**ABOUT THIS EXERCISE**
All records are to be restated exactly, each line as it reads.

**** RECORDED DATA

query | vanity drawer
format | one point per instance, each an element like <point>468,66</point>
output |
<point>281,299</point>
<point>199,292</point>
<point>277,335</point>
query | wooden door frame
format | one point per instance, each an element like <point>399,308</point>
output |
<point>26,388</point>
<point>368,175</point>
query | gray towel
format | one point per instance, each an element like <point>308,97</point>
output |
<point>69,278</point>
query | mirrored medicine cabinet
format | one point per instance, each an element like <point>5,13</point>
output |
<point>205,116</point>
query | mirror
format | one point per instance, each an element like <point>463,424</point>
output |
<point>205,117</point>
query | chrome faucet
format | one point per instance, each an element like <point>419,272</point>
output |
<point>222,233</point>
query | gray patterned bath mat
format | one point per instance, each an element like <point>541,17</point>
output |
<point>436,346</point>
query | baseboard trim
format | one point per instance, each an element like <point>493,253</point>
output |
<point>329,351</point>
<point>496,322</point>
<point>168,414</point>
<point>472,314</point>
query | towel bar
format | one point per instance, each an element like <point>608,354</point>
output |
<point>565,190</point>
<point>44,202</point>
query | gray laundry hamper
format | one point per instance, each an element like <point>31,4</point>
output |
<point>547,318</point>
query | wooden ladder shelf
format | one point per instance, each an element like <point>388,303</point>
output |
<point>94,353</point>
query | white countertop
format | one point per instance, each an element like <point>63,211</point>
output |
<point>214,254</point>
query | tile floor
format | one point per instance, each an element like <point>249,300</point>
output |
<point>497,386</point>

********

**ANSWER SPACE**
query | vanity drawer
format | one point per instance, each an element like <point>468,66</point>
output |
<point>281,299</point>
<point>199,292</point>
<point>277,335</point>
query | wooden door frame
format | one point per instance, each an element like <point>399,308</point>
output |
<point>26,388</point>
<point>368,175</point>
query | gray towel
format | one point per instance, each an element like <point>308,97</point>
output |
<point>69,278</point>
query | mirrored medicine cabinet
format | one point per instance, each an element like <point>5,13</point>
output |
<point>205,116</point>
query | mirror
format | one point per instance, each an element like <point>463,424</point>
output |
<point>205,117</point>
query | chrome faucet
format | one point per instance, each an element like <point>419,272</point>
output |
<point>222,233</point>
query | gray patterned bath mat
format | one point per instance, each an element like <point>541,17</point>
output |
<point>436,346</point>
query | baseboard trim
format | one point per instance, each an element like <point>493,253</point>
output |
<point>329,351</point>
<point>496,322</point>
<point>168,414</point>
<point>472,314</point>
query | towel bar
format | one point per instance, each an element like <point>608,354</point>
output |
<point>565,190</point>
<point>44,202</point>
query | gray laundry hamper
format | one point per instance, each an element like <point>31,4</point>
output |
<point>547,318</point>
query | wooden ladder shelf
format | one point per instance, each an element like <point>388,303</point>
output |
<point>94,353</point>
query | white countertop
format | one point per instance, each an element like <point>63,211</point>
output |
<point>214,254</point>
query | tile floor
format | one point per instance, each an element like <point>249,300</point>
output |
<point>497,386</point>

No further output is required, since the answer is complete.